Dataset items:

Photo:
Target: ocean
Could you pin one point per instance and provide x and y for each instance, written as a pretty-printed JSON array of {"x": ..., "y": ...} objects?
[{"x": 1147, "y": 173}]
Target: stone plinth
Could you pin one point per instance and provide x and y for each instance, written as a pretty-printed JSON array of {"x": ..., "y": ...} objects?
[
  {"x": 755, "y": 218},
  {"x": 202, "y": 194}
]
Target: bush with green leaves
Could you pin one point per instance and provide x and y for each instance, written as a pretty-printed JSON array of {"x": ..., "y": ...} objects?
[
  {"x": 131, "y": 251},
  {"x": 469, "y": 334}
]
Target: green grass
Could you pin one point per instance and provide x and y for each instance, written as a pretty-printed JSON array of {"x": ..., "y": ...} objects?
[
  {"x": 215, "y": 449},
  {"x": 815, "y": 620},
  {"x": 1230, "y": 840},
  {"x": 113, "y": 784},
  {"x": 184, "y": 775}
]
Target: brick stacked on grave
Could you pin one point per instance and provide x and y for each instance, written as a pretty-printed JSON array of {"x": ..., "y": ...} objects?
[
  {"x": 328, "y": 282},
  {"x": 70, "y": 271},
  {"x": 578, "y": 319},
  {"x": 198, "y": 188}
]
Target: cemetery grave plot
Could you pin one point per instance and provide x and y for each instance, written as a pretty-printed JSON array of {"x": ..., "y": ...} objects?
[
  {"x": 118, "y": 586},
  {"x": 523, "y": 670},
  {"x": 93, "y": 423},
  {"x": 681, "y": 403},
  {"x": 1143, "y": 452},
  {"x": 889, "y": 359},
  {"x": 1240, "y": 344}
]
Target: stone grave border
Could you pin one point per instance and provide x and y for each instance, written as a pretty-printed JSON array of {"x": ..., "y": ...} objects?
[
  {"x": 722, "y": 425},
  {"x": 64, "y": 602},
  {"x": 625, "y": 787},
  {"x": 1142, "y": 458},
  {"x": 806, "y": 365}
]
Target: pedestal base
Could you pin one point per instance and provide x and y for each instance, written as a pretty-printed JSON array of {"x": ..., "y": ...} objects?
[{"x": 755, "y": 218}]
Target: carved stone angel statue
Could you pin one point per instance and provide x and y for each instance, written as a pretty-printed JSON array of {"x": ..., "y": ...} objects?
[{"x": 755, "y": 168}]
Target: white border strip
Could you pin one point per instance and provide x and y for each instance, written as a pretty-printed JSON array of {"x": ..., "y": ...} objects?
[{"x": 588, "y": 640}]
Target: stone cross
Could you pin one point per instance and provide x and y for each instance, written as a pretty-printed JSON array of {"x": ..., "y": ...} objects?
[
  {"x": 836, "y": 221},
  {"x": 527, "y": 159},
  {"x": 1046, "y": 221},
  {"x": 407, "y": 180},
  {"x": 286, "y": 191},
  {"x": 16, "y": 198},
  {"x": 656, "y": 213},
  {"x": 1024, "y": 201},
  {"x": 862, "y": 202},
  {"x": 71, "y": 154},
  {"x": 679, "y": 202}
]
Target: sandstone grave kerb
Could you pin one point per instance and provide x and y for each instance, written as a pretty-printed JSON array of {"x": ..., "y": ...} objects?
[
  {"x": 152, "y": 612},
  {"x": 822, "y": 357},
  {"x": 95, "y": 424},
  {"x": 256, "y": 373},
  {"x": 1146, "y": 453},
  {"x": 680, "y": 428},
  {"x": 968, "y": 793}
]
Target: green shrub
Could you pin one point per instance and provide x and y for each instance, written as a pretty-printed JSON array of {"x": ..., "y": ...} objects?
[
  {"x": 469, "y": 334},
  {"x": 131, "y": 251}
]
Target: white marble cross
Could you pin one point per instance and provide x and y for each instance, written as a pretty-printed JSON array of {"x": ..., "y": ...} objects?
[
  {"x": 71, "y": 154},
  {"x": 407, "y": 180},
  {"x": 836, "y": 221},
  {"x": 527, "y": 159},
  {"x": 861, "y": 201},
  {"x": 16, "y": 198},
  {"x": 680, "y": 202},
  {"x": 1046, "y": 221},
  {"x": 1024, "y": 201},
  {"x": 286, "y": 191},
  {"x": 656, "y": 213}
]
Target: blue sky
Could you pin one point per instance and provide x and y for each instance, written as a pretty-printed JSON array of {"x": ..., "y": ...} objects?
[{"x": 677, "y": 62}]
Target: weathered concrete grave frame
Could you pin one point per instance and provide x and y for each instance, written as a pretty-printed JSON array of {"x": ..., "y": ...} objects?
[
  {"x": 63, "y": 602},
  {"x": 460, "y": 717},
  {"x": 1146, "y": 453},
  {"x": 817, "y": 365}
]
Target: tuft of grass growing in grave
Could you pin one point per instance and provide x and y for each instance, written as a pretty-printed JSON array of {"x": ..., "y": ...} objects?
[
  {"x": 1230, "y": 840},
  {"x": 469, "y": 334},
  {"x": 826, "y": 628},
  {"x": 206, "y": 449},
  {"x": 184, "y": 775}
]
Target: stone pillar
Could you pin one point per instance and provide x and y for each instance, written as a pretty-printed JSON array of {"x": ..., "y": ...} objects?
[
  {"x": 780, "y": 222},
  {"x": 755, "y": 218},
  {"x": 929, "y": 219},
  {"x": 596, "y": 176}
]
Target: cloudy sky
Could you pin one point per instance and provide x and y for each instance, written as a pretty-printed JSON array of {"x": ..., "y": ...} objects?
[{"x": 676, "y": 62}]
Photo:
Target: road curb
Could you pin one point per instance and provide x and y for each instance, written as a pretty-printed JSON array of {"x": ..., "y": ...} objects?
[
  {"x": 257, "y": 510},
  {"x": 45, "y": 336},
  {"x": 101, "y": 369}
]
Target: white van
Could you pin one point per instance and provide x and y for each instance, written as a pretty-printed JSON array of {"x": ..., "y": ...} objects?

- Work to complete: Rewrite the lines above, replacing "pin" with "mark" wherever it occurs and leaving everything else unchanged.

- Written reply:
Photo:
Target: ocean
Could you mark one point per instance and provide x and y for each instance, written as a pretty-printed JSON array of {"x": ..., "y": ...} objects?
[{"x": 1147, "y": 173}]
Target: stone plinth
Could you mark one point per instance and provide x and y for each instance, written as a pretty-printed JSON array of {"x": ..., "y": ...} objects?
[
  {"x": 755, "y": 218},
  {"x": 202, "y": 194}
]
Target: bush with green leaves
Could you mark one point per instance and provide x and y for each instance, written as a pretty-printed JSON array of {"x": ..., "y": ...} objects?
[
  {"x": 131, "y": 251},
  {"x": 469, "y": 334}
]
Target: green grass
Could you mark one point per instance and provide x and y for each instance, written as a pretty-printed JSON array of {"x": ..., "y": ...} objects?
[
  {"x": 215, "y": 449},
  {"x": 815, "y": 620},
  {"x": 1230, "y": 840},
  {"x": 113, "y": 784},
  {"x": 184, "y": 775}
]
Target: brick stacked on grave
Could you mark one point per instance and provide x and y for each instance, written as a pretty-printed JSON array of {"x": ..., "y": ...} objects?
[
  {"x": 328, "y": 282},
  {"x": 70, "y": 271},
  {"x": 578, "y": 319},
  {"x": 198, "y": 188}
]
Target: cemetery grave plot
Could you mark one point per instance and provide x and y for each instance, written as a pretty-printed JSON array of {"x": ..., "y": ...} objects?
[
  {"x": 118, "y": 586},
  {"x": 523, "y": 670},
  {"x": 93, "y": 423},
  {"x": 681, "y": 403},
  {"x": 1143, "y": 452},
  {"x": 889, "y": 359},
  {"x": 1240, "y": 344}
]
Target: stone grave border
Could you mark one point per instance and provide x and y for each instance, written as a pretty-printed JSON array of {"x": ..., "y": ...} objects?
[
  {"x": 722, "y": 425},
  {"x": 64, "y": 602},
  {"x": 625, "y": 787},
  {"x": 1142, "y": 458},
  {"x": 806, "y": 365}
]
Target: pedestal base
Could you mark one point per instance and provide x and y for each instance, written as a pretty-printed JSON array of {"x": ..., "y": ...} objects?
[{"x": 755, "y": 218}]
Target: carved stone angel statue
Could you mark one point per instance and provide x and y for each instance, written as a pretty-printed JSON array of {"x": ..., "y": ...} objects?
[{"x": 755, "y": 168}]
Target: white border strip
Could you mark one point per instance and provide x and y for each instance, written as a pretty-printed JSON array of {"x": ..., "y": ...} objects?
[{"x": 588, "y": 640}]
Target: stone cross
Could you mark one point per instance and provide x and y for each instance, written as a pretty-printed JSON array of {"x": ..., "y": ...} objects?
[
  {"x": 836, "y": 221},
  {"x": 527, "y": 159},
  {"x": 1046, "y": 221},
  {"x": 407, "y": 180},
  {"x": 286, "y": 191},
  {"x": 16, "y": 198},
  {"x": 656, "y": 213},
  {"x": 1024, "y": 201},
  {"x": 862, "y": 202},
  {"x": 71, "y": 154},
  {"x": 679, "y": 202}
]
Target: sandstone grave kerb
Could you mark one point per instance and provide x and y for each instance, written as a pretty-printed JSON array of {"x": ..., "y": ...} objects?
[
  {"x": 152, "y": 612},
  {"x": 822, "y": 357},
  {"x": 95, "y": 424},
  {"x": 256, "y": 373},
  {"x": 1146, "y": 453},
  {"x": 680, "y": 428},
  {"x": 968, "y": 793}
]
Target: green shrub
Could you mark one point per instance and provide x and y for each instance, written as a pretty-printed JSON array of {"x": ..., "y": ...} objects?
[
  {"x": 469, "y": 334},
  {"x": 131, "y": 251}
]
Target: white marble cross
Could you mark one point per instance and provide x and y for each instance, written as a pretty-printed JSON array of {"x": ..., "y": ...} objects?
[
  {"x": 71, "y": 154},
  {"x": 407, "y": 180},
  {"x": 836, "y": 221},
  {"x": 527, "y": 159},
  {"x": 861, "y": 201},
  {"x": 16, "y": 198},
  {"x": 680, "y": 202},
  {"x": 1046, "y": 221},
  {"x": 1024, "y": 201},
  {"x": 286, "y": 191},
  {"x": 656, "y": 213}
]
Target: blue sky
Could you mark one point per instance and provide x and y for each instance, written as a pretty-printed JSON array of {"x": ..., "y": ...} objects?
[{"x": 677, "y": 62}]
Target: weathered concrete grave frame
Could you mark one point per instance and provide x and y for each instance, written as a pretty-printed JSON array of {"x": ..., "y": ...} objects?
[
  {"x": 63, "y": 602},
  {"x": 460, "y": 717},
  {"x": 1146, "y": 453},
  {"x": 817, "y": 365}
]
Target: tuft of grass growing in grave
Could you mark one point per instance and provide x and y for each instance, written as a pretty-printed JSON array of {"x": ..., "y": ...} objects?
[
  {"x": 1230, "y": 840},
  {"x": 469, "y": 334},
  {"x": 826, "y": 628},
  {"x": 206, "y": 449},
  {"x": 184, "y": 775}
]
Target: stone pillar
Could you mark one point per instance and provide x and y for each instance, written as a pretty-printed JSON array of {"x": ..., "y": ...} objects?
[
  {"x": 780, "y": 222},
  {"x": 755, "y": 218},
  {"x": 929, "y": 219},
  {"x": 596, "y": 176}
]
Target: cloudy sky
Could you mark one point per instance and provide x and y for each instance, written as a pretty-printed JSON array of {"x": ..., "y": ...} objects?
[{"x": 676, "y": 62}]
Photo:
Target: road curb
Could you mark one point per instance and provide x and y for each instance, written as a pretty-printed JSON array of {"x": ..., "y": ...} objects?
[
  {"x": 257, "y": 510},
  {"x": 45, "y": 336},
  {"x": 101, "y": 369}
]
Target: white van
Could you mark one point per instance and provide x and y for each instance, written as a pretty-printed JSON array of {"x": ..., "y": ...} objects?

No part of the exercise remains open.